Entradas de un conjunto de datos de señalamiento
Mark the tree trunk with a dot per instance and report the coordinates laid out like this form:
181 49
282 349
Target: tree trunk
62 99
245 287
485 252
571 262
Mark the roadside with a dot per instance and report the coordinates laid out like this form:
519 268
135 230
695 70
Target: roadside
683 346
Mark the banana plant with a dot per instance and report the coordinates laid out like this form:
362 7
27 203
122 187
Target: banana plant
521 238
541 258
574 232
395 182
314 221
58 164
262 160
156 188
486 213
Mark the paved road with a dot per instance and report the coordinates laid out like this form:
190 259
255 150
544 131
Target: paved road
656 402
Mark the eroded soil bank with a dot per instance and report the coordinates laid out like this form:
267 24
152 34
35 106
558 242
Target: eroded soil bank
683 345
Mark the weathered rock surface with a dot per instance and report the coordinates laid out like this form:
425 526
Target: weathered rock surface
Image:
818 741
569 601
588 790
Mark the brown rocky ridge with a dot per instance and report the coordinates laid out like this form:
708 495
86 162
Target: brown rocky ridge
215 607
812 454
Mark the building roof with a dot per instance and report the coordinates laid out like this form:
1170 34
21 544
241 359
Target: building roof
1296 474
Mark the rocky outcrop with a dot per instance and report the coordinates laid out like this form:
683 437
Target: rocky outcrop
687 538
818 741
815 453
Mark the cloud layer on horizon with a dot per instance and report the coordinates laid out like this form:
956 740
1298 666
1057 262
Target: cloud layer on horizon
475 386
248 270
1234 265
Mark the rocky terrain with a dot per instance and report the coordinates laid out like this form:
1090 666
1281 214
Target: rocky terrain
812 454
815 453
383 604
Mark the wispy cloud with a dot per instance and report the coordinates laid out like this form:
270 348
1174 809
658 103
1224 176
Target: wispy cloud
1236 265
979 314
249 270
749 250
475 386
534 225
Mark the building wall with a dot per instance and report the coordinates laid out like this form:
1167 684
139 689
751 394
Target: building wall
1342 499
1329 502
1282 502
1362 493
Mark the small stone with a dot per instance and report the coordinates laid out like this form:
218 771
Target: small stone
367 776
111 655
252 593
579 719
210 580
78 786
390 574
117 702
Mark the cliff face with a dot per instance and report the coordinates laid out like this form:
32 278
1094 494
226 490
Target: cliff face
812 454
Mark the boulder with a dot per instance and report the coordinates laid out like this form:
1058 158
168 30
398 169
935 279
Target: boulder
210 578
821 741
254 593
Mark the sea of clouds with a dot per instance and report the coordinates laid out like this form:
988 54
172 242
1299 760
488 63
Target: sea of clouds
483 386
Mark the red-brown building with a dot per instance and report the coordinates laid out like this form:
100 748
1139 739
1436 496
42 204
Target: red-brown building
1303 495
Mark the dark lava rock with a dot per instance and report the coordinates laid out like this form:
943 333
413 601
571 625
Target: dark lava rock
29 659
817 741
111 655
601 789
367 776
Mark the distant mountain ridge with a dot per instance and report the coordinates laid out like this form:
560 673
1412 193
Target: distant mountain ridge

Tarea a realizar: Edita todo el material anterior cambiando "dot" por "marker" cada vez que aparezca, y deja lo demás exactamente igual.

Solución del problema:
Mark the tree trunk with a marker per instance and report the coordinates laid out like this form:
181 49
282 349
Target: tree trunk
62 99
245 287
485 252
571 262
Mark the roadside with a marker per instance and report the coordinates laid out like this form:
519 268
135 230
695 70
Target: roadside
683 346
Mark the banana plant with a marker per instance and report the coordinates laid out like this form:
362 7
27 203
122 187
Target: banana plant
521 238
541 258
574 232
395 182
314 221
58 164
262 160
156 188
486 213
Mark the paved road with a marker per instance and report the coordinates laid out like this form:
190 259
255 150
544 131
Target: paved road
656 402
Mark the eroded soil bank with a marker per instance and report the coordinates laid out like this form:
267 24
152 34
35 106
558 242
Target: eroded soil bank
683 345
Mark the weathered rock surface with a marker per instance and report the coordinates laid out like this form:
425 526
Target: weathered rock surface
Image:
818 741
569 601
588 790
Mark the brown rocky ridge with a marker per instance and report the coordinates laid out like this form:
708 495
86 162
Target: brown rocky ridge
215 607
812 454
Mark the building roof with a marker per instance and report the coordinates laid out like this form:
1170 34
21 544
241 359
Target: building roof
1296 474
Mark the rocky outcrop with a marker per instance and report the coordinates laid out like this form:
683 437
Target: rocky outcrop
687 538
818 741
815 453
Mark the cloud layer on horizon with a marker per instance and report the coordinates laid out like this form:
956 740
1298 666
1057 262
Target: cloud layer on horizon
475 386
248 270
1234 265
Mark the rocky terrain with a marker per instance and report the coordinates laid out like this form:
1090 666
1281 214
Target: rocky terrain
812 454
815 453
383 604
Mark the wispy cloud with a marker per instance and report the coordinates laid out like this form:
270 348
1174 809
658 103
1224 176
Target: wispy cloud
1236 265
979 314
249 270
749 250
475 386
534 225
Mark the building wall with a marker per instance and report the coordinates laid out like this form:
1167 684
139 689
751 394
Target: building wall
1342 499
1329 502
1282 502
1362 493
Mark the small stone with a marker per instance and report the coordinates laid out like this form:
218 771
Target: small stone
367 776
111 655
252 593
579 719
210 580
78 786
390 574
117 702
Mark the cliff face with a marker per instance and report the coordinates laid out like this form:
32 278
1094 494
226 490
Target: cliff face
812 454
Mark the boulder with a marker per instance and report the coordinates laid out like this form:
1058 158
168 30
398 169
935 279
Target: boulder
210 578
821 741
254 593
Mark the sea of clouds with a marker per instance and report the coordinates laid out like this form:
988 54
172 242
1299 760
488 63
Target: sea of clouds
483 386
Mark the red-brown building with a marker per instance and report the coordinates laid out like this form:
100 748
1139 739
1436 496
42 204
Target: red-brown building
1303 495
Mark the dark lava rock with a marker per instance and report the coordinates laid out like this form:
943 333
413 601
571 625
Target: dark lava rock
29 659
817 741
111 655
601 789
367 776
Mark the distant mountain ridge with a marker per instance and report the coordinates laid out like this form:
560 673
1412 193
Target: distant mountain ridge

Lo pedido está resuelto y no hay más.